*** Documento ***

Por eso le plantearon al director de Convivencia la necesidad de “uno o dos vehículos más” y se ofrecieron a comprar una moto para tener un policía comunitario, como hace unos años. Según González, a Terra le gustó la idea, pero “dijo que el inconveniente es que si compramos una moto como comunidad, no es de los vecinos sino del Ministerio del Interior y no hay seguridad de que, en caso de recibir un llamado de otra parte, la moto estuviera sólo al servicio de Ocean Park”. Así que el ministerio va a estudiar el asunto.
Entretanto, el vecino sigue controlando atentamente los grupos de Whastapp, que, a su juicio, fueron el caldo de esto “tan grave” que le pasó a Gabriel y que no puede ocurrir. “A nadie le gusta que le roben y cada uno ve la vida desde sus ojos. Tenemos vecinos que juzgan o persiguen a personas en función de su apariencia delictiva. Eso pasa todos los días, permanente, entonces se va retroalimentando. Hace tres meses que había empezado la manija sobre Gabriel; decían que no vendía plantas, que andaba estudiando las casas. Yo mismo fui a hablar con algún vecino, de los que se alimenta de la violencia y la discriminación” para calmar los ánimos. Además, dice que a la gente le molesta llamar al 911 porque le piden datos. “Se enojan por eso. La mayor parte de las quejas que yo veo que es a través de los Whatsapp son de gente que dice: ‘¿Para qué voy a llamar si no van a venir?’. Pero es obvio que la Policía nunca se va a enterar porque nunca la llamaste”.

***

Ejercicios para resolver:
A) Según el documento, ¿qué se ofrecieron a comprar los vecinos para tener un policía comunitario?
B) Reproduce al pie de la letra un fragmento del documento: comienza en las palabras "Por eso le plantearon" y detente después de "estudiar el asunto.".
Los registros no guardan relación con el documento.

*** Datos proporcionados ***

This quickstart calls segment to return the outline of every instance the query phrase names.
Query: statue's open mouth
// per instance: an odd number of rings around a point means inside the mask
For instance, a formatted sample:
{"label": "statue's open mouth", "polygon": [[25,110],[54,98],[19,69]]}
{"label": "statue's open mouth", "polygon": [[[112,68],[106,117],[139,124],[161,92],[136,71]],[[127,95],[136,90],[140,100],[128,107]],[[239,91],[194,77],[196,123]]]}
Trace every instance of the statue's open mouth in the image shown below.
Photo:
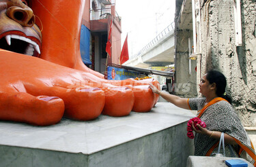
{"label": "statue's open mouth", "polygon": [[2,37],[0,39],[1,49],[33,56],[40,54],[38,44],[28,37],[10,34]]}

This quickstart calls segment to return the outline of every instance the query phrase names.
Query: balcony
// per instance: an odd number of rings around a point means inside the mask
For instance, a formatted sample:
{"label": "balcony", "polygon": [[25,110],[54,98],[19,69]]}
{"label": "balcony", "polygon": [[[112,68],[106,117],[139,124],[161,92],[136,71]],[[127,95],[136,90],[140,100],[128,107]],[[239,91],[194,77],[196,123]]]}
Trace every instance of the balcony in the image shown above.
{"label": "balcony", "polygon": [[98,10],[92,10],[90,11],[91,13],[91,20],[97,20],[101,19],[105,19],[108,15],[111,14],[111,8],[103,8]]}

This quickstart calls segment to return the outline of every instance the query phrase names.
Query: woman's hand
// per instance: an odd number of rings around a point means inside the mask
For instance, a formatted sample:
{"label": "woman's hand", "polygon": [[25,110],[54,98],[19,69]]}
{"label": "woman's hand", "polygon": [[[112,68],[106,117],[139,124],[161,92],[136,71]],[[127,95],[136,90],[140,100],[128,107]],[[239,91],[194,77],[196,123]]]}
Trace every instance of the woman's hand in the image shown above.
{"label": "woman's hand", "polygon": [[201,127],[199,124],[197,124],[196,125],[199,128],[199,130],[197,130],[195,128],[195,126],[194,126],[194,122],[192,123],[192,129],[197,133],[200,133],[200,134],[205,134],[205,135],[207,135],[207,136],[210,136],[210,133],[211,132],[210,130],[208,130],[208,129],[206,128],[204,128],[203,127]]}

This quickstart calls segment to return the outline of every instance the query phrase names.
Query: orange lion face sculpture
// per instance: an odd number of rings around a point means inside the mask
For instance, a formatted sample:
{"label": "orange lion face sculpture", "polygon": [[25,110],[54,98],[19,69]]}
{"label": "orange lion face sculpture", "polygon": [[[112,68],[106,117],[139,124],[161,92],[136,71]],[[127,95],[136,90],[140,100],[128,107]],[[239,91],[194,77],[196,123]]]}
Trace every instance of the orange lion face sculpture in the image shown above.
{"label": "orange lion face sculpture", "polygon": [[83,64],[83,4],[84,0],[0,1],[1,120],[48,126],[63,115],[77,120],[101,113],[124,116],[147,112],[156,104],[158,96],[149,83],[159,88],[157,81],[109,81]]}
{"label": "orange lion face sculpture", "polygon": [[26,1],[0,1],[1,48],[38,56],[42,34]]}

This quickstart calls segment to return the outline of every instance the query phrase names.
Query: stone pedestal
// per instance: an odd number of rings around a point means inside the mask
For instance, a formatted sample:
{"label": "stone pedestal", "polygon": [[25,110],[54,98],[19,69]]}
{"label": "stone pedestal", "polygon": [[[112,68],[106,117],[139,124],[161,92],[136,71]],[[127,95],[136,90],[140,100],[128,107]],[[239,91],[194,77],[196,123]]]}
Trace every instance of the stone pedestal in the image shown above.
{"label": "stone pedestal", "polygon": [[186,166],[194,116],[159,103],[148,113],[46,127],[0,122],[0,166]]}

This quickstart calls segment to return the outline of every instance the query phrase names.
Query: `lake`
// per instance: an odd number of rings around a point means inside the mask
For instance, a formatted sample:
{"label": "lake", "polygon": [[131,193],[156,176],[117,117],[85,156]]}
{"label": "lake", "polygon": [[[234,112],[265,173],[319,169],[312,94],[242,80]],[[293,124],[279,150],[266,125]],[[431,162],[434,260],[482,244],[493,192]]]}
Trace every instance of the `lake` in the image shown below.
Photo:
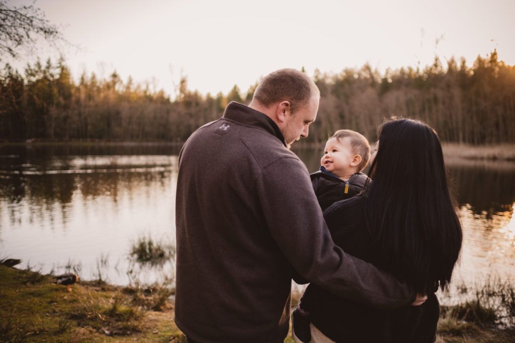
{"label": "lake", "polygon": [[[162,281],[129,258],[150,237],[175,244],[180,147],[165,145],[0,146],[0,259],[43,272],[76,270],[112,283]],[[321,151],[295,151],[310,171]],[[464,242],[456,282],[515,280],[515,163],[446,158]]]}

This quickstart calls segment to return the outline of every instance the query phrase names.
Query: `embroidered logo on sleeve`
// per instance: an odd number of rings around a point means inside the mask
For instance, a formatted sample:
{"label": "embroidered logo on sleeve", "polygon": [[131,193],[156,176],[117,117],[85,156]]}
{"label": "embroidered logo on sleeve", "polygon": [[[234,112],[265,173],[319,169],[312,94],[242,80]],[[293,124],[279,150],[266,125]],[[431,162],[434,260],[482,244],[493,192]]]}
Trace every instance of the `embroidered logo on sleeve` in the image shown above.
{"label": "embroidered logo on sleeve", "polygon": [[229,131],[230,127],[231,125],[229,124],[222,124],[216,129],[215,132],[219,135],[225,135]]}

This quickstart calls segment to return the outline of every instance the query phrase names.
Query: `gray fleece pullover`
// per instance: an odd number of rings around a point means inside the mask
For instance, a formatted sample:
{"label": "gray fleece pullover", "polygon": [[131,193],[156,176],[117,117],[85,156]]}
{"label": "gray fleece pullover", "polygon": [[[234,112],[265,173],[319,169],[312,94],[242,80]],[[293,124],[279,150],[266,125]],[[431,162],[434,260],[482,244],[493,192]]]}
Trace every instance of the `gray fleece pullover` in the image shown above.
{"label": "gray fleece pullover", "polygon": [[282,342],[292,267],[378,308],[414,292],[335,245],[305,166],[264,114],[231,102],[179,156],[175,321],[198,342]]}

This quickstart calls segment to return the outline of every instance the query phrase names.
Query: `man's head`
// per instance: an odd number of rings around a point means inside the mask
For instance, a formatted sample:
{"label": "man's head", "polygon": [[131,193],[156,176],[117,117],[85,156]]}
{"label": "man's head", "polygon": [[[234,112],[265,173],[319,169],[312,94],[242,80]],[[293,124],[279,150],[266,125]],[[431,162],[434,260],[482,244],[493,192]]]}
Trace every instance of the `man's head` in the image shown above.
{"label": "man's head", "polygon": [[307,75],[281,69],[265,77],[249,106],[273,120],[289,146],[307,137],[309,125],[316,119],[319,98],[318,88]]}
{"label": "man's head", "polygon": [[325,143],[320,164],[339,177],[363,170],[370,158],[370,146],[361,134],[339,130]]}

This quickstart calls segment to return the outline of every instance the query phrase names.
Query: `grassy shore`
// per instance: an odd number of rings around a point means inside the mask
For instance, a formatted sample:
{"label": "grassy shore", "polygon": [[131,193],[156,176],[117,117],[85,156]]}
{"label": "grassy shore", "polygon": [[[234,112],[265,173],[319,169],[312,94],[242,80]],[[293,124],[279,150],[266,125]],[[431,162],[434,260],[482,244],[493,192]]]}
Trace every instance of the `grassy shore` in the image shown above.
{"label": "grassy shore", "polygon": [[[81,281],[68,292],[53,279],[0,265],[0,341],[185,342],[174,322],[173,291]],[[515,329],[496,324],[492,311],[473,300],[442,306],[437,341],[513,342]]]}

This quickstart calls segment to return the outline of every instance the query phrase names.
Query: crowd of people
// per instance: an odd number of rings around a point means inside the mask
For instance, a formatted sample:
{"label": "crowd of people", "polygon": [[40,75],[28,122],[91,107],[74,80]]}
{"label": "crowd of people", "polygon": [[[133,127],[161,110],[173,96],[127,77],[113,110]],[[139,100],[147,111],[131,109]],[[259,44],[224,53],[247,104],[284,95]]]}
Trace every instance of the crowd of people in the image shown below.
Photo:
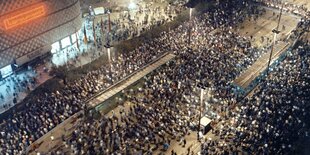
{"label": "crowd of people", "polygon": [[[194,109],[199,103],[193,98],[197,85],[213,88],[214,98],[223,106],[213,110],[230,110],[238,99],[232,81],[265,52],[252,47],[248,37],[233,30],[255,12],[257,7],[245,0],[220,4],[135,50],[118,55],[108,65],[89,71],[60,91],[38,94],[26,101],[23,111],[3,120],[0,151],[25,153],[35,140],[86,109],[87,99],[167,52],[176,54],[176,59],[146,77],[138,95],[126,94],[133,104],[129,111],[122,110],[120,116],[99,121],[84,121],[66,145],[75,154],[130,154],[152,153],[161,146],[167,149],[172,140],[186,144],[184,137],[198,115]],[[309,49],[302,47],[271,73],[253,97],[242,100],[238,103],[240,108],[227,110],[227,115],[217,120],[224,127],[215,129],[215,134],[224,140],[229,140],[227,135],[235,135],[227,144],[229,149],[212,141],[203,144],[203,152],[213,154],[215,150],[224,154],[242,146],[244,151],[277,153],[291,147],[292,138],[308,134],[304,122],[309,54],[302,51]],[[293,129],[295,135],[290,132]]]}
{"label": "crowd of people", "polygon": [[309,11],[306,5],[296,5],[293,3],[284,2],[282,0],[255,0],[256,2],[262,3],[268,7],[281,9],[283,11],[294,13],[301,16],[309,16]]}
{"label": "crowd of people", "polygon": [[221,139],[207,140],[202,145],[203,154],[296,151],[294,143],[309,137],[309,50],[309,44],[300,45],[252,96],[228,109],[213,131]]}

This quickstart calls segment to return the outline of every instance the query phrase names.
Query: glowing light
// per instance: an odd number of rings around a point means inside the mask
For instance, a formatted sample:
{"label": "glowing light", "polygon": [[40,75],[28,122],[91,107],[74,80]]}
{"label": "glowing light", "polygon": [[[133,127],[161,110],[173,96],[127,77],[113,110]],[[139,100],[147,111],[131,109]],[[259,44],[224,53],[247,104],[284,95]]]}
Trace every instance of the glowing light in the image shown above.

***

Soluciones desarrolladas:
A) Una moto.

B)
Por eso le plantearon al director de Convivencia la necesidad de “uno o dos vehículos más” y se ofrecieron a comprar una moto para tener un policía comunitario, como hace unos años. Según González, a Terra le gustó la idea, pero “dijo que el inconveniente es que si compramos una moto como comunidad, no es de los vecinos sino del Ministerio del Interior y no hay seguridad de que, en caso de recibir un llamado de otra parte, la moto estuviera sólo al servicio de Ocean Park”. Así que el ministerio va a estudiar el asunto.